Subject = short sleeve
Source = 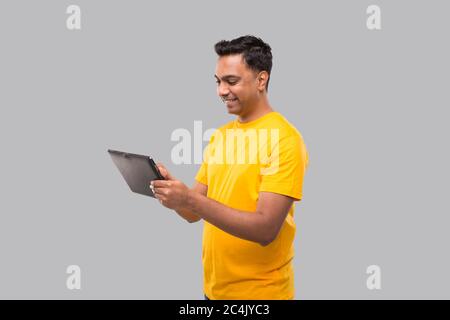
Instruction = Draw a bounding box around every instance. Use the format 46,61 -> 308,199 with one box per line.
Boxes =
259,135 -> 309,201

:: Your task ::
Rewrite the data above as a numbered list with one line per item, omitting any blank lines and leaving out the pictures.

:: Answer to the problem ::
1. Subject = short sleeve
2. Source = 
3. Instruction = Draw a bounding box around every instance. Use the format 46,61 -> 308,199 with one box per line.
4. Boxes =
5. 259,135 -> 309,201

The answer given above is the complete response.